* [Job]:
Count the lines in the records below that contain the string "pink" and reply with that number alone.
════
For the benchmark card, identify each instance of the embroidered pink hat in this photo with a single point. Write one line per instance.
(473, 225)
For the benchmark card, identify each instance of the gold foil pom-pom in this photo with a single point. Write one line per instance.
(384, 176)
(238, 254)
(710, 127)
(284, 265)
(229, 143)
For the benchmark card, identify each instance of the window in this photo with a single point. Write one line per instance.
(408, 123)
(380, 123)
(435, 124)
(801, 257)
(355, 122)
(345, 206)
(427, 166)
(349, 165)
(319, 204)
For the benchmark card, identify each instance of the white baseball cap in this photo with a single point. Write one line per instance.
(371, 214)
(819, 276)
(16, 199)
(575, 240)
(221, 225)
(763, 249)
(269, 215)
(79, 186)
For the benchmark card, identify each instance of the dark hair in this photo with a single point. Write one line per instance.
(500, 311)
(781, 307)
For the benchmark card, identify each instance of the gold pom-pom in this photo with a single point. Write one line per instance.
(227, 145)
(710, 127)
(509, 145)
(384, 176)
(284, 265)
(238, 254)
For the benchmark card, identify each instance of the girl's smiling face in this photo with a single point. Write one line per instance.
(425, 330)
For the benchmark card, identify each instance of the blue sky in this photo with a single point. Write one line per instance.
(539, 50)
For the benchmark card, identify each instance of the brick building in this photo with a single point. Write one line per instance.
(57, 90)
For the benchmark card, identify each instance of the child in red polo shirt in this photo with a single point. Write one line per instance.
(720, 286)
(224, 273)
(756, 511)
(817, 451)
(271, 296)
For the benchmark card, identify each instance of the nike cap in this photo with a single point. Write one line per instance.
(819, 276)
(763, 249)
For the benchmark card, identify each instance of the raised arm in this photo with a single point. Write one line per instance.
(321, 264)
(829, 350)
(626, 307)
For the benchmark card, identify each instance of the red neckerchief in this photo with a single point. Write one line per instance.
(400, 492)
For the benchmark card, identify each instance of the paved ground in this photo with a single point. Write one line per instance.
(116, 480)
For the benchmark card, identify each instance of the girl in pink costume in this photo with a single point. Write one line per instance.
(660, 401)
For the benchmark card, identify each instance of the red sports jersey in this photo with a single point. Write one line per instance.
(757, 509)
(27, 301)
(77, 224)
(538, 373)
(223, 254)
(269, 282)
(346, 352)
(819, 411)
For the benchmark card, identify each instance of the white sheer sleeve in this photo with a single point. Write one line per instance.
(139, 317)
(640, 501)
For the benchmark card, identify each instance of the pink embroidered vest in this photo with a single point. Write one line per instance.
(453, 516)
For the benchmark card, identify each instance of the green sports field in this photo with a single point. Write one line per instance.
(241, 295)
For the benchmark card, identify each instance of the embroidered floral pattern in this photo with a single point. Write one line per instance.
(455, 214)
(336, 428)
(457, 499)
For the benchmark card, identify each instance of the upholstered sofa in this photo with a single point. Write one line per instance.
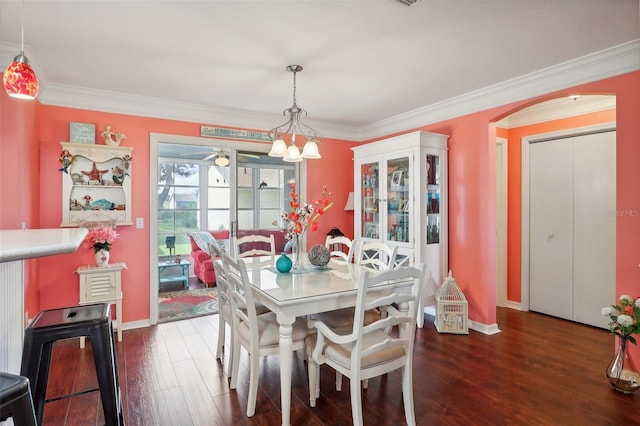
════
* [Task response]:
3